__TEXT PASSAGE__
Content starts
Downtown Durham store owners prepared for a hurricane that didn’t happen.

On Monday, local shop keepers should have been celebrating the reopening of businesses that have been shuttered since March because of COVID-19. Instead, they were putting up sheets of plywood across their windows after hearing rumors of a massive protest—more than one thousand people arriving in Durham to demand justice for George Floyd. 

Word was the coming demonstration would bring the protesters who tore Raleigh a new one over the weekend. They were coming to the Bull City after the capital city announced an 8:00 p.m. curfew in response to the weekend’s unrest.

“We opened for about five minutes,” Michael Lee, who works at Taberna Tapas said on Monday. “We saw everybody boarding up and figured it was better to be safe than sorry. We got a good thing going here. I hope the protesters can be heard and be peaceful at the same time.”
Content ends
__REQUIREMENT 1__
From the passage on Durham store owners, reproduce everything from "On Monday, local" down to "for George Floyd.".
__REQUIREMENT 2__
List each sentence that Michael Lee speaks in his quotation in the passage on Durham store owners.
Rely only on the text above for what comes next.

__DATA EXTRACTS__
Content starts
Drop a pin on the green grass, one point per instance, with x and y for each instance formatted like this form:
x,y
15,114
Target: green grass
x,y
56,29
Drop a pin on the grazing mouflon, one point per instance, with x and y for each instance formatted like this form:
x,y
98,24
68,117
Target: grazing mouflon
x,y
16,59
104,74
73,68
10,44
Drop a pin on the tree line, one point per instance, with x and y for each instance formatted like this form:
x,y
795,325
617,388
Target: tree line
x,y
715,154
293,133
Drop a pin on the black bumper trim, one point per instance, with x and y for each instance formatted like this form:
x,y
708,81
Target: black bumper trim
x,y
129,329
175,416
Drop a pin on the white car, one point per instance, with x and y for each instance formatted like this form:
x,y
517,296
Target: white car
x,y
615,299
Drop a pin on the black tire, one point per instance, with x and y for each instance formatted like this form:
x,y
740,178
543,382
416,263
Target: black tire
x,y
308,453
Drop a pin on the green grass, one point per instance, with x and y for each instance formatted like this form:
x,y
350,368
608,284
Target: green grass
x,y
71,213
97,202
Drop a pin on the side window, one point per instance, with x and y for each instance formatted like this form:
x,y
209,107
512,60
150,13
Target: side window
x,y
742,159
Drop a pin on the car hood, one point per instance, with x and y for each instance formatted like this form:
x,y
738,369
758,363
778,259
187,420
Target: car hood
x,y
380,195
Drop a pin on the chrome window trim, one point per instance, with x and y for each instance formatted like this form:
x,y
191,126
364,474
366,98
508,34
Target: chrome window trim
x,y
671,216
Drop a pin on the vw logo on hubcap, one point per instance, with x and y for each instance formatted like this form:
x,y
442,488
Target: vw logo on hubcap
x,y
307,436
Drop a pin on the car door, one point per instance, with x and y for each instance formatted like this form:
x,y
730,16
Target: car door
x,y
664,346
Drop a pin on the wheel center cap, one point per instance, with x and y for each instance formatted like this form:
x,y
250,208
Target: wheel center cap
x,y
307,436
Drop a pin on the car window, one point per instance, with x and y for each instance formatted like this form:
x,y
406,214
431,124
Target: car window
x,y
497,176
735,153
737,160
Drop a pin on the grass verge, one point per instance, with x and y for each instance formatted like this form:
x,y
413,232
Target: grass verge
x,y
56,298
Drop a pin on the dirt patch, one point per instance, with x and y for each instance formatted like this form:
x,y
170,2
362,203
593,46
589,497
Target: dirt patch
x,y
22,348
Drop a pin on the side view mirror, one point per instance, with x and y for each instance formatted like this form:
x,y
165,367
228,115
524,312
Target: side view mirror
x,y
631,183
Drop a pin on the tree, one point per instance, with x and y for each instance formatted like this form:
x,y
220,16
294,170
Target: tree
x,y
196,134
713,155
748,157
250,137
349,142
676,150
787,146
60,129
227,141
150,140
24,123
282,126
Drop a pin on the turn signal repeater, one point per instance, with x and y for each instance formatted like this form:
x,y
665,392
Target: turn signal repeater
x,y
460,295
Content ends
__SOLUTION 1__
On Monday, local shop keepers should have been celebrating the reopening of businesses that have been shuttered since March because of COVID-19. Instead, they were putting up sheets of plywood across their windows after hearing rumors of a massive protest—more than one thousand people arriving in Durham to demand justice for George Floyd.

__SOLUTION 2__
- "We opened for about five minutes."
- "We saw everybody boarding up and figured it was better to be safe than sorry."
- "We got a good thing going here."
- "I hope the protesters can be heard and be peaceful at the same time."